About this task —
Return the entries below word for word. No picture belongs in the copy.

--------

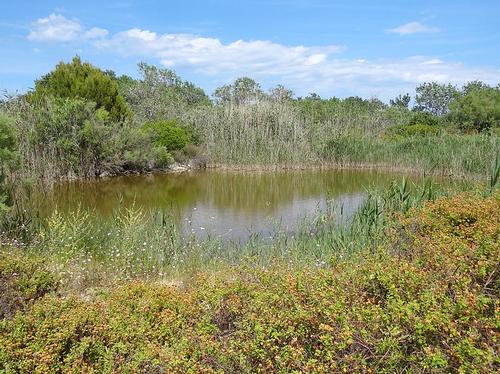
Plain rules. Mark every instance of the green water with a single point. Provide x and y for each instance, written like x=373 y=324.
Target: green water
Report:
x=227 y=204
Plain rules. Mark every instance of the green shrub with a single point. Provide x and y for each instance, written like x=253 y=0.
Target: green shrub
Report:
x=77 y=80
x=428 y=302
x=23 y=280
x=423 y=118
x=169 y=134
x=478 y=110
x=412 y=130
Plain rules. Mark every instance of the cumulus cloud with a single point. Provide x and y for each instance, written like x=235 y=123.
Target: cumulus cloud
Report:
x=413 y=28
x=211 y=56
x=95 y=33
x=305 y=69
x=57 y=28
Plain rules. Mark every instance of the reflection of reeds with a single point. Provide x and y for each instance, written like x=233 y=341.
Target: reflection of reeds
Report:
x=277 y=135
x=88 y=249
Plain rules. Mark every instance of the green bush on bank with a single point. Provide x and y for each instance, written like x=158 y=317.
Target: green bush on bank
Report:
x=168 y=134
x=426 y=302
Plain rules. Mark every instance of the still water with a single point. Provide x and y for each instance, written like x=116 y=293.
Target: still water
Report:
x=231 y=205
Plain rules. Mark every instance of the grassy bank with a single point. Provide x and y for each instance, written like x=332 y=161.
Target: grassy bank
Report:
x=424 y=298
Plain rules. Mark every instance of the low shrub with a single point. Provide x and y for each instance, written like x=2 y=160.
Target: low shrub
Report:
x=23 y=280
x=169 y=134
x=412 y=130
x=428 y=302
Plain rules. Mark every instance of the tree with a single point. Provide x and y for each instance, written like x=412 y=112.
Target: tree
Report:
x=160 y=93
x=7 y=156
x=77 y=80
x=243 y=91
x=473 y=85
x=401 y=101
x=435 y=98
x=478 y=110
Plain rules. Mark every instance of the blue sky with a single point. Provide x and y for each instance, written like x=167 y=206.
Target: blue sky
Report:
x=334 y=48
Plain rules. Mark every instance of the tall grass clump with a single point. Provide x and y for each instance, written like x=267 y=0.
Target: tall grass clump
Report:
x=426 y=301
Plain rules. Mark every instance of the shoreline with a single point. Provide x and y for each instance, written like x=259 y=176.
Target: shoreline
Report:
x=179 y=168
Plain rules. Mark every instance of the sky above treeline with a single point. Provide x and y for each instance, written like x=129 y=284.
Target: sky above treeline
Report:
x=334 y=48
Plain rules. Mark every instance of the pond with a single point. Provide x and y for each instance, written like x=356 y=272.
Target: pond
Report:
x=225 y=204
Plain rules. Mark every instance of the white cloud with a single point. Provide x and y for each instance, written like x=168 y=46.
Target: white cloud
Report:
x=95 y=33
x=55 y=28
x=413 y=28
x=303 y=68
x=210 y=56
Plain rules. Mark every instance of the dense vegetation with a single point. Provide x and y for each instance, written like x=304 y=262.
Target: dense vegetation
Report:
x=410 y=284
x=80 y=121
x=424 y=301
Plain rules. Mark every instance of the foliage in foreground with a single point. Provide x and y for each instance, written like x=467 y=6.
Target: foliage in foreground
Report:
x=428 y=301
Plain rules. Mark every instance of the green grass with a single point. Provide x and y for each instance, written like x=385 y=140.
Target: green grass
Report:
x=423 y=300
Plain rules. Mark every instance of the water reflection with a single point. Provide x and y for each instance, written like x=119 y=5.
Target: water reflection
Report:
x=229 y=204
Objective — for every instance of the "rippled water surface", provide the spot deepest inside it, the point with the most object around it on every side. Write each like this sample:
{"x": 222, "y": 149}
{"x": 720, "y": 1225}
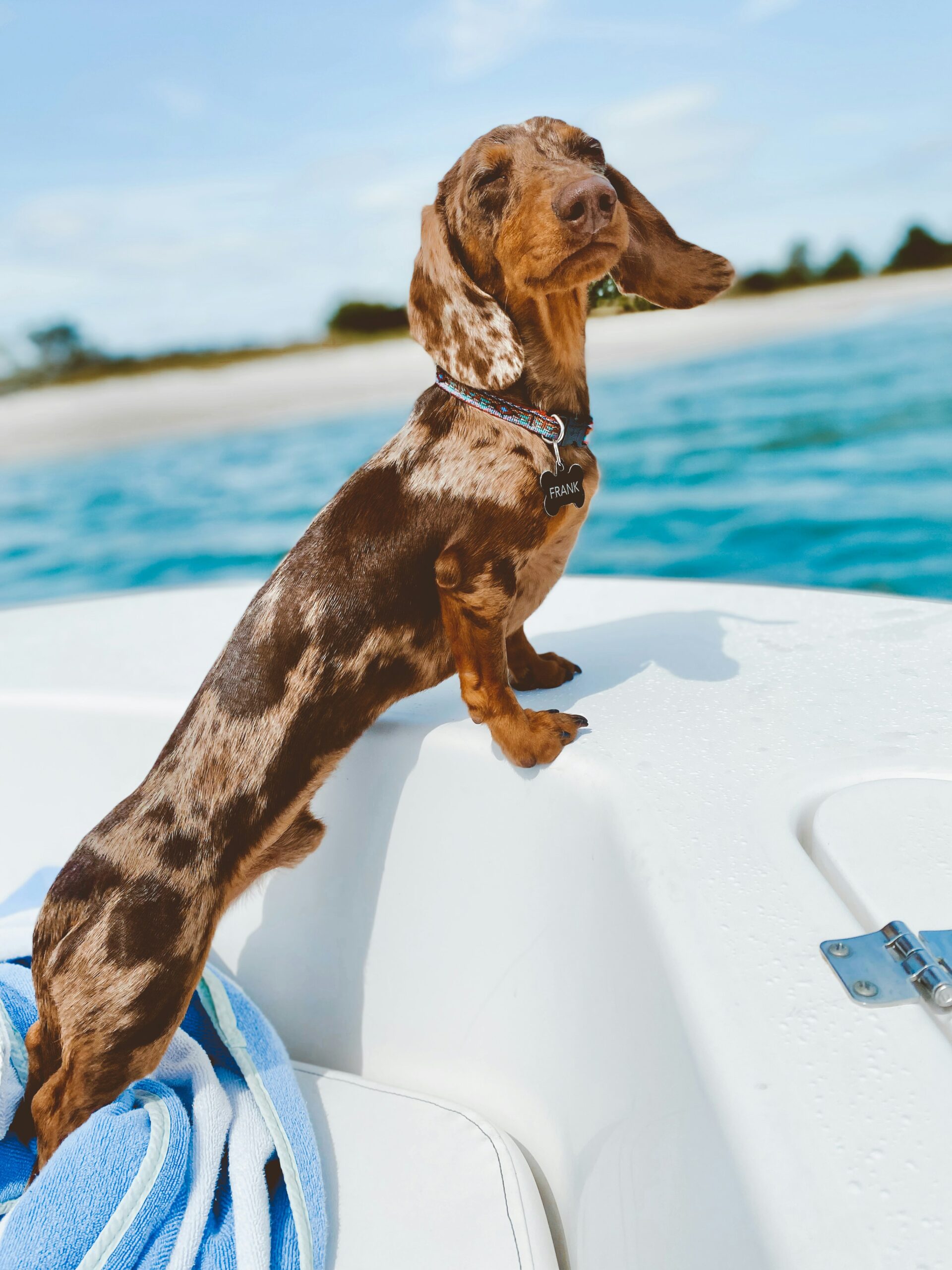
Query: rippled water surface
{"x": 827, "y": 461}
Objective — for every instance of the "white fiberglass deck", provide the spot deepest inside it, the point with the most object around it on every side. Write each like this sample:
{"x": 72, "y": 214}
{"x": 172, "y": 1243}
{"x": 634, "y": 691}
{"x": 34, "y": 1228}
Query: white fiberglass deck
{"x": 615, "y": 959}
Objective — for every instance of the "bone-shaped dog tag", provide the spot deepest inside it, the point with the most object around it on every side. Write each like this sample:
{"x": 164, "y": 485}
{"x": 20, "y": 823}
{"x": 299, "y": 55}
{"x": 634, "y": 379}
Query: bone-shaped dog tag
{"x": 563, "y": 487}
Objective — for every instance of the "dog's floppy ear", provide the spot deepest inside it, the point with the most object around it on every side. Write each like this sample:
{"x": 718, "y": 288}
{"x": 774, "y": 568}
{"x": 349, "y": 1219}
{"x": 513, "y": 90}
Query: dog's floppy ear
{"x": 656, "y": 263}
{"x": 461, "y": 327}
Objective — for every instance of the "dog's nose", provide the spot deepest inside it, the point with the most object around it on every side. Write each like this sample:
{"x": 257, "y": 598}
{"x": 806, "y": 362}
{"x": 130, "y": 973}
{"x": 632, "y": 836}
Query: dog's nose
{"x": 587, "y": 205}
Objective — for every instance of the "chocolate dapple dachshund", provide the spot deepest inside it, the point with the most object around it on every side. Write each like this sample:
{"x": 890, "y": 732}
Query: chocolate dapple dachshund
{"x": 427, "y": 562}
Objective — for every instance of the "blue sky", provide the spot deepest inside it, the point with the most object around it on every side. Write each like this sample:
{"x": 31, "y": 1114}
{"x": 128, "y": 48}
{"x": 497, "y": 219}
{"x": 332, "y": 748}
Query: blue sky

--------

Answer for this exercise —
Plain rules. Mark every instance of the green water with a single point. Provide x and y for each instance, written like x=373 y=324.
Target: green water
Report:
x=227 y=204
Plain rules. Mark every instance of the green shrub with a single point. Provide x and y for each instance, written like x=253 y=0.
Target: green shrub
Report:
x=77 y=80
x=428 y=302
x=23 y=280
x=423 y=118
x=169 y=134
x=478 y=110
x=412 y=130
Plain rules. Mark every instance of the cumulus cloud with a single point. Provide x and y for each instance, written like x=235 y=123.
Target: cumulus cloud
Report:
x=413 y=28
x=211 y=56
x=95 y=33
x=305 y=69
x=57 y=28
Plain rules. Mark every instance of the reflection of reeds with a single point. Provide x and y for each instance, written like x=233 y=341.
Target: reflection of reeds
Report:
x=277 y=135
x=88 y=249
Plain rules. Mark every instance of the green bush on bank with a single point. Provide x and y for each instance, written like x=158 y=317.
Target: green bush on bank
Report:
x=168 y=134
x=426 y=302
Plain rules. Mark every instance of the still water with a single point. Provide x and y for each instance, written like x=116 y=293.
Target: still water
Report:
x=231 y=205
Plain rules. Mark every instance of the grassy bank with a single point. Provide x and y for each instance, written like x=332 y=161.
Target: grassy bank
Report:
x=424 y=298
Plain rules. Mark every instance of the low shrub with a single point. Provide x and y for each instance, written like x=2 y=160.
Target: low shrub
Report:
x=23 y=280
x=169 y=134
x=412 y=130
x=428 y=302
Plain rules. Mark every instance of the tree with a single point. Provide x and y for each instance, written like x=412 y=112.
Target: tree
Report:
x=160 y=93
x=7 y=156
x=77 y=80
x=243 y=91
x=473 y=85
x=401 y=101
x=435 y=98
x=478 y=110
Plain rules. Mark every instance of the blue sky with a single point. Provide x and y for each instance, written like x=167 y=206.
Target: blue sky
Report:
x=334 y=48
Plain rules. Mark every instance of the tall grass clump with a single point. Provide x and y for each instance, written like x=267 y=0.
Target: tall grass clump
Report:
x=426 y=301
Plain rules. Mark every instance of the shoreline with a single point. Provide x and y for each instance, written like x=259 y=176.
Target: shoreline
Report:
x=179 y=168
Plain rules. Mark every instance of the sky above treeline with a single point. Provide x and y for each instance, written like x=129 y=284.
Target: sky above treeline
Report:
x=334 y=48
Plain rules. Mark every instance of the pond with a single point. Provide x and y for each instance, written like x=356 y=272.
Target: pond
Report:
x=225 y=204
Plain rules. Mark every instance of the white cloud with a single point. Provide x and y for each instance, written like x=168 y=46.
Target: white cloud
Report:
x=95 y=33
x=55 y=28
x=413 y=28
x=303 y=68
x=210 y=56
Plain rules. Mark every instance of the dense vegetation with a single point. Provide x and y for each instance, written like x=304 y=262.
Target: dense vegetation
Report:
x=410 y=284
x=80 y=121
x=424 y=301
Plain rules. Mark every instance of the foliage in foreground with a single point. Provide x and y for each instance, written like x=467 y=6.
Target: foliage in foreground
Report:
x=428 y=301
Plain rules. Mark every instance of the green grass with a single point. Provide x and y for each instance, written like x=385 y=140.
Target: green grass
Report:
x=423 y=300
Plain rules. Mark every instance of the water reflection with a single point. Provide x and y for each instance, written like x=119 y=5.
Target: water reflection
Report:
x=229 y=204
Objective — for every instance of the "rippled water surface", provide the spot deepest inside it, the point with the most object around it on every side. Write each like this sample:
{"x": 222, "y": 149}
{"x": 720, "y": 1225}
Query: rippled water surface
{"x": 827, "y": 461}
Objective — for every instance of the "white fiberglass deck", provide the spot deepest inside it, the point with the most object around it on every side. Write each like this sample:
{"x": 72, "y": 214}
{"x": 172, "y": 1243}
{"x": 634, "y": 691}
{"x": 34, "y": 1228}
Query: white fiberglass deck
{"x": 615, "y": 959}
Objective — for every instance of the "bone-shaped dog tag", provide the spot deepest inside it, the point with the most object around it on every side. Write each like this sample:
{"x": 164, "y": 485}
{"x": 20, "y": 823}
{"x": 299, "y": 55}
{"x": 634, "y": 379}
Query: bone-shaped dog tag
{"x": 563, "y": 487}
Objective — for every instance of the "dog's floppy ear", provide the spot deepest inside it, the point with the most object around it on every side. Write each like this sample:
{"x": 718, "y": 288}
{"x": 774, "y": 568}
{"x": 349, "y": 1219}
{"x": 513, "y": 90}
Query: dog's floppy ear
{"x": 656, "y": 263}
{"x": 461, "y": 327}
Objective — for every instance of the "dog's nose", provide the spot deepest inside it, the point with the most object around it on every side. Write each like this sample:
{"x": 257, "y": 598}
{"x": 806, "y": 362}
{"x": 130, "y": 973}
{"x": 632, "y": 836}
Query: dog's nose
{"x": 587, "y": 205}
Objective — for every instance of the "chocolate dapple dachshund", provide the spot deepest inside it, the point with the most object around it on every side. Write each like this sample:
{"x": 890, "y": 732}
Query: chocolate dapple dachshund
{"x": 427, "y": 562}
Objective — for every instance of the "blue sky", provide the spot deepest inside it, the point with the most object around it on every side. Write each like this sample:
{"x": 31, "y": 1114}
{"x": 128, "y": 48}
{"x": 497, "y": 219}
{"x": 332, "y": 748}
Query: blue sky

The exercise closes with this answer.